## MATERIAL TO PROCESS
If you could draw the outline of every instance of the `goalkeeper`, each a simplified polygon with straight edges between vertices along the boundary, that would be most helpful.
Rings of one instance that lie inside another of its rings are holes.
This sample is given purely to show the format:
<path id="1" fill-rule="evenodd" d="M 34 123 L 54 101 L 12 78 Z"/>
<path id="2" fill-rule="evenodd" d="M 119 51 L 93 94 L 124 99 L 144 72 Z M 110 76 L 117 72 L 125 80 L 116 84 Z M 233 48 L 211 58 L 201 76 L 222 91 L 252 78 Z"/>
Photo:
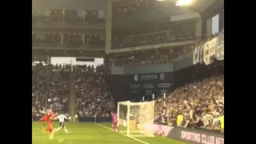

## REQUEST
Reproduce the entries with "goalkeeper" swapped for "referee" and every other character kept intact, omitting the pictures from the output.

## EXERCISE OUTPUT
If you could draw the outline of every instance of the `referee`, each a simplified polygon with straight edges between vertices along the boundary, that would be most helpful.
Rings of one instance that lie inside another of its rings are holes.
This sample is given purely to show the format:
<path id="1" fill-rule="evenodd" d="M 34 123 L 54 101 L 12 78 Z"/>
<path id="2" fill-rule="evenodd" d="M 119 51 L 93 94 L 124 99 L 144 72 Z M 110 76 L 117 72 L 125 80 L 116 84 Z M 233 48 L 211 58 L 201 76 L 222 91 L 252 78 Z"/>
Photo:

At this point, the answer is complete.